INSTRUCTION –
Answer these questions from the text on sexual harassment at work below:
(a) Which law protects employees against sexual harassment at work?
(b) What percentage of respondents in the Federal Anti-Discrimination Agency's study reported unwanted physical contact?
(c) According to that study, what percentage of women were sexually harassed at work in the past three years?

** START DOCUMENT **

Sexual harassment at work

Sexual harassment can occur in any workplace – regardless of the sector and the company’s size.

The General Act on Equal Treatment (AGG) protects employees against any form of sexual harassment at work and requires employers to ensure a safe work environment that is free from any harassment.

Unfortunately, in many sectors there is still a lack of prevention and functioning complaints structures that protect employees against discrimination. At the same time, many people experiencing sexual harassment are unaware of their rights. The Federal Anti-Discrimination Agency provides information and advice to people who have been harassed and supports employers in enforcing legal protection against discrimination by offering information, studies and material.

The following FAQs provide you with a brief overview of the subject:

Frequently Asked Questions

  • Sexual harassment at work is any sexual behaviour unwanted by the person concerned. It includes not only verbal and physical harassment, such as comments of a sexual nature or unwanted physical contact, but also non-verbal forms of harassment, such as lewd looks or the showing of pornographic images.

    The latest study by the Federal Anti-Discrimination Agency "Dealing with sexual harassment at the workplace - Results of a study on dealing with sexual harassment at the workplace" shows the importance of this comprehensive protection: 62 per cent of respondents experienced harassment in the form of comments of a sexual nature, 44 per cent reported unwanted looks, gestures or wolf-whistling, and 26 per cent reported unwanted physical contact.

    Particularly important to note: the law defines sexual harassment in terms of the objective perception of what happened and not in terms of the intention of the harassing person. Thus, the key aspect is only whether certain conduct is objectively of a sexual nature and the person concerned felt harassed by it.

  • The latest study by the Federal Anti-Discrimination Agency "Dealing with sexual harassment at the workplace - Results of a study on dealing with sexual harassment at the workplace" shows that 9 per cent of all employees (women: 13 per cent, men: 5 per cent) were sexually harassed at work in the past three years.

** END DOCUMENT **
** START SUPPLIED ENTRIES **

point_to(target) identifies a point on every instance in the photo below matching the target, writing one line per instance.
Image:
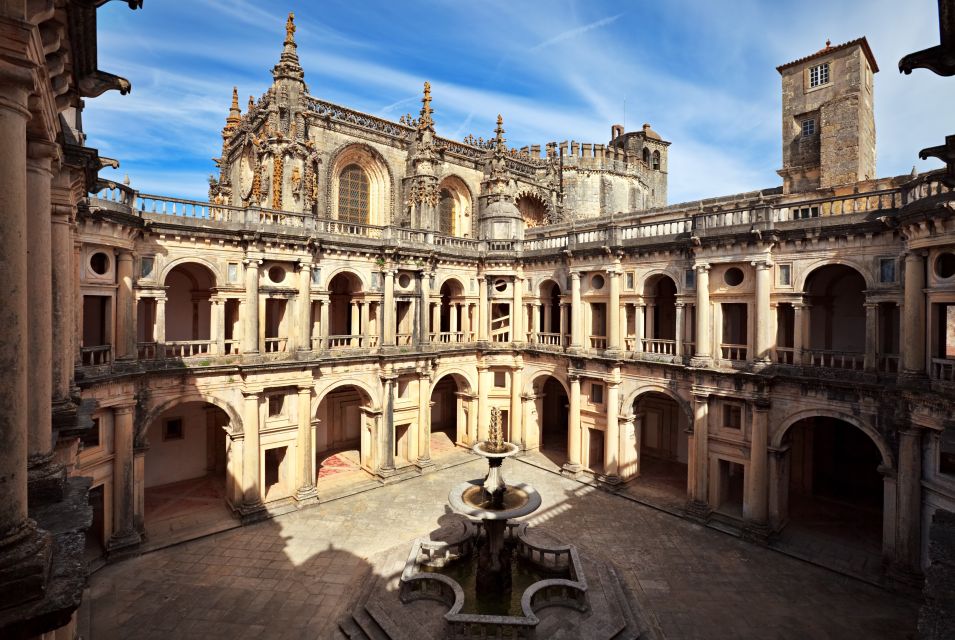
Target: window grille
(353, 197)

** END SUPPLIED ENTRIES **
** START SUPPLIED ENTRIES **

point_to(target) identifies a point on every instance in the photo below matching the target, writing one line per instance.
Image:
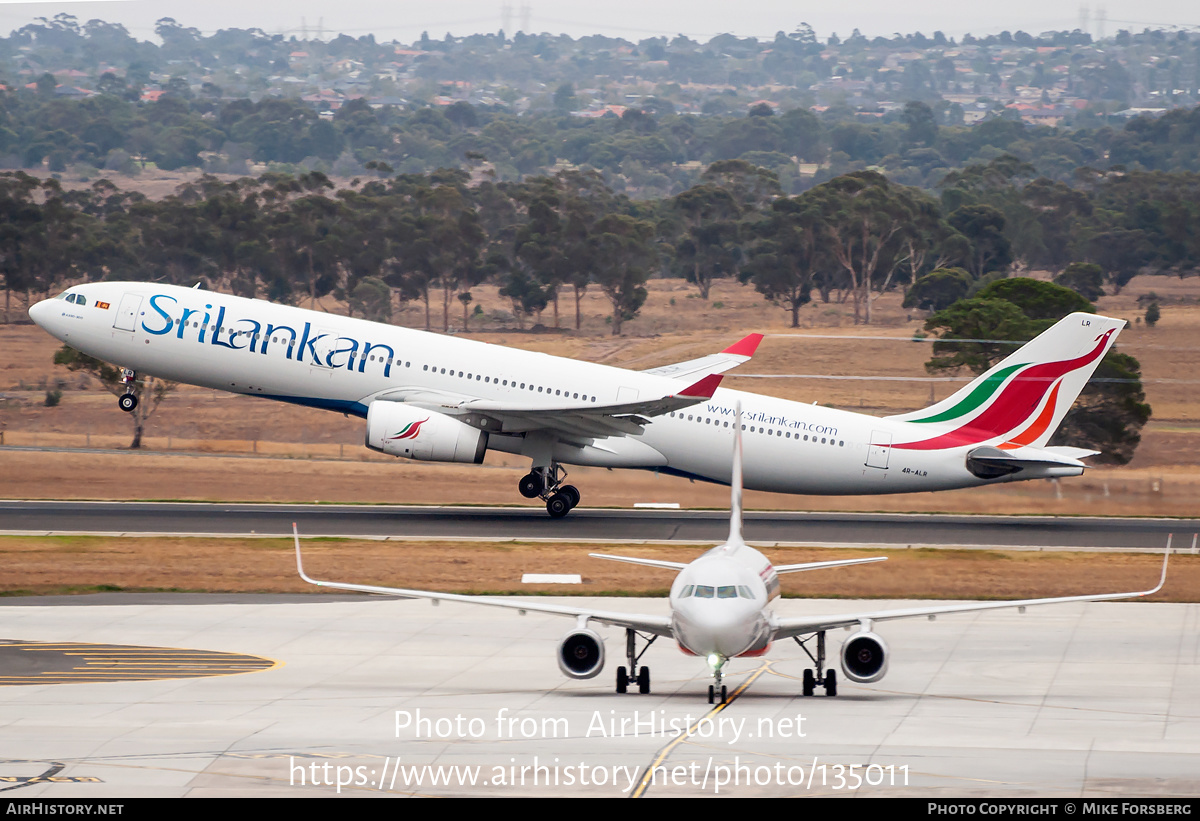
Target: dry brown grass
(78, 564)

** END SUPPLIED ENTRIES **
** START SUPPLIED ENTRIES **

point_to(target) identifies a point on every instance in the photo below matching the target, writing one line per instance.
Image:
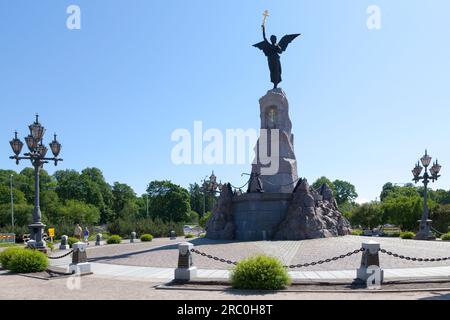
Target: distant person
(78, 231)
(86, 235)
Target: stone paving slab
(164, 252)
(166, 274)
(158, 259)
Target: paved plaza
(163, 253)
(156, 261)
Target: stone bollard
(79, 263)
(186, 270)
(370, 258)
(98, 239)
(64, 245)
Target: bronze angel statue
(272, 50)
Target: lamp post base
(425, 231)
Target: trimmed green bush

** END SUPPLIED ENTRIES **

TASK RESULT –
(a) The General Act on Equal Treatment (AGG)
(b) 26 per cent
(c) 13 per cent